[Données d'annotation de localisation d'objets]
========

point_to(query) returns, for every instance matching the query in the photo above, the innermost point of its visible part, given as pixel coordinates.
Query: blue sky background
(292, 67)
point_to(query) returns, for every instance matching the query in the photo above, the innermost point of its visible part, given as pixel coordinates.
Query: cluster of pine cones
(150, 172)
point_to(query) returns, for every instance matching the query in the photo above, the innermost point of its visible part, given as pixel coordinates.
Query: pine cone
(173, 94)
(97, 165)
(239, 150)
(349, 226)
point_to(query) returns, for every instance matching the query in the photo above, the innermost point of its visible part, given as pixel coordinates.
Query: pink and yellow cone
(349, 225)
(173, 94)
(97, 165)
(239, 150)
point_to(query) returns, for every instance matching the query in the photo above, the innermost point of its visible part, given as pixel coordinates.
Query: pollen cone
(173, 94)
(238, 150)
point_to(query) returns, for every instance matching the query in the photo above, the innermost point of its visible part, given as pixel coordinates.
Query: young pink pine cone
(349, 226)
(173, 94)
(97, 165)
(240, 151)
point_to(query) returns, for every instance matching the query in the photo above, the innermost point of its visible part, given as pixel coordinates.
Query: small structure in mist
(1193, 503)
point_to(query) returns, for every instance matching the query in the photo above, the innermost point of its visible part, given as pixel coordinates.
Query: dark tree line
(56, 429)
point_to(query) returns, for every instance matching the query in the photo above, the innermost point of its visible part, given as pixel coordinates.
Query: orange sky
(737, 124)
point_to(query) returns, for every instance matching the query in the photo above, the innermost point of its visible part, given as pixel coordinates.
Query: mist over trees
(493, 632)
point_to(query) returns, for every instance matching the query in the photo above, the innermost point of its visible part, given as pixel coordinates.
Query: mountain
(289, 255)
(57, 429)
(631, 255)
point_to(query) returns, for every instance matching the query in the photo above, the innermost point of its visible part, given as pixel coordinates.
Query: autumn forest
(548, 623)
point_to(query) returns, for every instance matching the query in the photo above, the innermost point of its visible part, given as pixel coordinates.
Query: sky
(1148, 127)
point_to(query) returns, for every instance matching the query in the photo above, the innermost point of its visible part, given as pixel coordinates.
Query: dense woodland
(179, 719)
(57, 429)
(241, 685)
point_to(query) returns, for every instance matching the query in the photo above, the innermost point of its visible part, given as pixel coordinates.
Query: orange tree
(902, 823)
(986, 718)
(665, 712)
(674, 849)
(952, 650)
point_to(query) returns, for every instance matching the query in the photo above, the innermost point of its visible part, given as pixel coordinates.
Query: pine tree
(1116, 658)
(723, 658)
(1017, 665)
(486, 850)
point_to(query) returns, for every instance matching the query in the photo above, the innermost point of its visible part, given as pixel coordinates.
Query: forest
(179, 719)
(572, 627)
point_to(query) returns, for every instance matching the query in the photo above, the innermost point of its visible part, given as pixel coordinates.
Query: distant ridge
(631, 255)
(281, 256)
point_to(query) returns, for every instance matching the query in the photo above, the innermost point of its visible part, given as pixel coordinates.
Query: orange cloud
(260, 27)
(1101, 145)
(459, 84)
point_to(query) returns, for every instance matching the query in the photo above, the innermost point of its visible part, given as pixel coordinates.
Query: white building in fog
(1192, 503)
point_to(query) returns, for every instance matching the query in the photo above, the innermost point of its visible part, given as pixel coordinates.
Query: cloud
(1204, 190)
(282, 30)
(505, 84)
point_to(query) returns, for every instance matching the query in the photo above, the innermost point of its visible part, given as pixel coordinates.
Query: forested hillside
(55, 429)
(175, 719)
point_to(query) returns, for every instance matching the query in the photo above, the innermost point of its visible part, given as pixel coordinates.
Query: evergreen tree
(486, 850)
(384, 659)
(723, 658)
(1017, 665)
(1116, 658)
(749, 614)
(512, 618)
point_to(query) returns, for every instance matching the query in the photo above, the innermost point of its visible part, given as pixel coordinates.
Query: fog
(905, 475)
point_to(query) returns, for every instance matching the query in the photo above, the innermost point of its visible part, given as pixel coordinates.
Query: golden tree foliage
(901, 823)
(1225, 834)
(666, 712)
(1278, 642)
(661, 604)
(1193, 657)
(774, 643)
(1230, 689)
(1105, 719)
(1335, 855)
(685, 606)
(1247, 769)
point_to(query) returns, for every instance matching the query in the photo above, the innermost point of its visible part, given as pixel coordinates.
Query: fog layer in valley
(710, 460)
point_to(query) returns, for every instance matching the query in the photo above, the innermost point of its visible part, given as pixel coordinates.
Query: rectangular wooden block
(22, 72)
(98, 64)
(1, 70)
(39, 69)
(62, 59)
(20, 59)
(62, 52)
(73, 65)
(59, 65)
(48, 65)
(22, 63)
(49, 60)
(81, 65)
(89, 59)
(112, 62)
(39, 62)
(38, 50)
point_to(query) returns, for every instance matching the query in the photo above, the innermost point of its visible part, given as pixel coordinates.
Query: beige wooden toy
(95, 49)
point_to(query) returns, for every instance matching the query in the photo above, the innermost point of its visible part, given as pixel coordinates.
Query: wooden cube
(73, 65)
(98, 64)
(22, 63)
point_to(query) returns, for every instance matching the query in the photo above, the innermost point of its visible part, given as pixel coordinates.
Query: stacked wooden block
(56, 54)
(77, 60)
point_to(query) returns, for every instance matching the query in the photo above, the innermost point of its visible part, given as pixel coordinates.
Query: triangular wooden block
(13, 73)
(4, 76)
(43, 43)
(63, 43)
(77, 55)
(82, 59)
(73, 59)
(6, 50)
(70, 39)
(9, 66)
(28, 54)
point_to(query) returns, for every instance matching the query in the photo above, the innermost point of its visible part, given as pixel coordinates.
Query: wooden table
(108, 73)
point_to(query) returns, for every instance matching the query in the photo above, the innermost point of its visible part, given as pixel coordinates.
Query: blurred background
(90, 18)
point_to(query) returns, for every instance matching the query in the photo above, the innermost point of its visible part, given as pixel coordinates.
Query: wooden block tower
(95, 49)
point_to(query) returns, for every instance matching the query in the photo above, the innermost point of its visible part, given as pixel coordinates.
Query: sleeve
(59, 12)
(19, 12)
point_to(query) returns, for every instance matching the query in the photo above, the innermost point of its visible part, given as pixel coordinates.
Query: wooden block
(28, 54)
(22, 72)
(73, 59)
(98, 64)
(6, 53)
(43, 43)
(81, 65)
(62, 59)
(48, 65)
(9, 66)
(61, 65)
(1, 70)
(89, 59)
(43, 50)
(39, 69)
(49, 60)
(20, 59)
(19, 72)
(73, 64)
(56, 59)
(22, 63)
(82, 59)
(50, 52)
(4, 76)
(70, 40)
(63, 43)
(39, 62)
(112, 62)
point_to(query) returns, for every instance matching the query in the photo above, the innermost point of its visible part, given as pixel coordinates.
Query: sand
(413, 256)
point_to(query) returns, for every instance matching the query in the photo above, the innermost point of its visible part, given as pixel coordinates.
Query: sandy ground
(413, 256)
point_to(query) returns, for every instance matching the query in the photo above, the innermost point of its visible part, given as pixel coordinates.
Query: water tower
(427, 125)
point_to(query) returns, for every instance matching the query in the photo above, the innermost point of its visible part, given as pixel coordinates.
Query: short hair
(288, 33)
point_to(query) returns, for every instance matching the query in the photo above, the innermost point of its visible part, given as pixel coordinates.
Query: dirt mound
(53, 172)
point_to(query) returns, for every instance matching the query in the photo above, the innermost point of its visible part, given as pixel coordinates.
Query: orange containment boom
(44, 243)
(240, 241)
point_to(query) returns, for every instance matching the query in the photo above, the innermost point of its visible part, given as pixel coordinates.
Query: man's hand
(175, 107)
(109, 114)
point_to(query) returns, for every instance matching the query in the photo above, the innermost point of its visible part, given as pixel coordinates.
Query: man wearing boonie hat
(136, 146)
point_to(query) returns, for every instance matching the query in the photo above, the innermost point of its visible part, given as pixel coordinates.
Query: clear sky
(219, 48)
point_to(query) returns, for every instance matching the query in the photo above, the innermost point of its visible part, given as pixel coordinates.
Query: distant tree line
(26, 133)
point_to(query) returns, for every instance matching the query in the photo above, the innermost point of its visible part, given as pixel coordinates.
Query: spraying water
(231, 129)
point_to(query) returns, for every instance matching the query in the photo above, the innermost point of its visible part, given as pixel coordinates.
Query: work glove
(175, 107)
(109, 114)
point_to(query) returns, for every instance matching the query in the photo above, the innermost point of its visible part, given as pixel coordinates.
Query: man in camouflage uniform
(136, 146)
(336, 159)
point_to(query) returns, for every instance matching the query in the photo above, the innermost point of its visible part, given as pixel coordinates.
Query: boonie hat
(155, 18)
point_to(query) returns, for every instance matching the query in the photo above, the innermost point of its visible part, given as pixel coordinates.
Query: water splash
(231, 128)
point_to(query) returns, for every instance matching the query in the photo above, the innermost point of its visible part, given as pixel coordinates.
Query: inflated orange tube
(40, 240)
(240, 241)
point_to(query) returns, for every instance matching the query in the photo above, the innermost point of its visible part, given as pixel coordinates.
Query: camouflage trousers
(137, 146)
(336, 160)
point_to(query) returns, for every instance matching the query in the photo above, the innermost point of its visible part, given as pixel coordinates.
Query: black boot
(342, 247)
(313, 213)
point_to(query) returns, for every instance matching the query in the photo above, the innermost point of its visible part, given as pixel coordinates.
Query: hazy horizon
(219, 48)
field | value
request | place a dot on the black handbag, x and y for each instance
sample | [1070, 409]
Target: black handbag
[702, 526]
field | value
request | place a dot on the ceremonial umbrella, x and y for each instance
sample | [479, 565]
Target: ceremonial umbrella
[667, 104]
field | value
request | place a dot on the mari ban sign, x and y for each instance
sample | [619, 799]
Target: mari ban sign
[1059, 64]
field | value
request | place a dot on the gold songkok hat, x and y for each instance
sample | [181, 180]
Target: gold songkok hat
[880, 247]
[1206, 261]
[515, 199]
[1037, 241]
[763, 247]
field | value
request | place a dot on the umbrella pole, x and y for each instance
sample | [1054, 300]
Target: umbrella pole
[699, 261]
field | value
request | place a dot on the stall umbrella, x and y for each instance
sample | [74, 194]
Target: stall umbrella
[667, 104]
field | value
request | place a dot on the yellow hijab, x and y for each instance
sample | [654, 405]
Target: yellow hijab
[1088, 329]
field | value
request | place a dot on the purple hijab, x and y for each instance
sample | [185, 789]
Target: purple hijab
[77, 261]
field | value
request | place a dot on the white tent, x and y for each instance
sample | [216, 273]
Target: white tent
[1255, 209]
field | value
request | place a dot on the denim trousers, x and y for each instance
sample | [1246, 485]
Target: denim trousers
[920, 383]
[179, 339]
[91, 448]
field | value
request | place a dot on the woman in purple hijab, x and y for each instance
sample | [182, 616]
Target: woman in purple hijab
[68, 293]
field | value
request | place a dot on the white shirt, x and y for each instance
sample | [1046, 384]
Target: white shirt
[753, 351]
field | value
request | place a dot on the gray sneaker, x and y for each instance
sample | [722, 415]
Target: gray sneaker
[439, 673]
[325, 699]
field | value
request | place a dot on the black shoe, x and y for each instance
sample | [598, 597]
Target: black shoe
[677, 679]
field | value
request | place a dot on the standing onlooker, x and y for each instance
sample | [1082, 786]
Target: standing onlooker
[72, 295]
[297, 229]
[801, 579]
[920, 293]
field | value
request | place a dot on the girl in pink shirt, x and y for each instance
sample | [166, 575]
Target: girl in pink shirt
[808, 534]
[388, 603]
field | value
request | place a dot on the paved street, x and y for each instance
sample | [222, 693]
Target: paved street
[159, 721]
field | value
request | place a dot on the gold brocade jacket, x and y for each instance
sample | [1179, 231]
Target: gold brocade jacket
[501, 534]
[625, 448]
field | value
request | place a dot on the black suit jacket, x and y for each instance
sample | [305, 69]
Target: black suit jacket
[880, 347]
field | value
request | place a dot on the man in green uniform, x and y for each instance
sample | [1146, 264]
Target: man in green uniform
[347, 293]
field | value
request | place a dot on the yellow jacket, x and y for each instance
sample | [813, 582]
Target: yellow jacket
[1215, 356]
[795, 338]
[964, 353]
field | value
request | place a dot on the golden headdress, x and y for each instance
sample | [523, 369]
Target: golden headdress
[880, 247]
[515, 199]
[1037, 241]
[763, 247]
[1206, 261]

========

■ CONSIGNES
Indiquez, s'il vous plaît, combien de lignes ci-dessus contiennent la chaîne « girl », en tenant compte de la casse. Donnez uniquement le nombre.

■ RÉPONSE ATTENDUE
2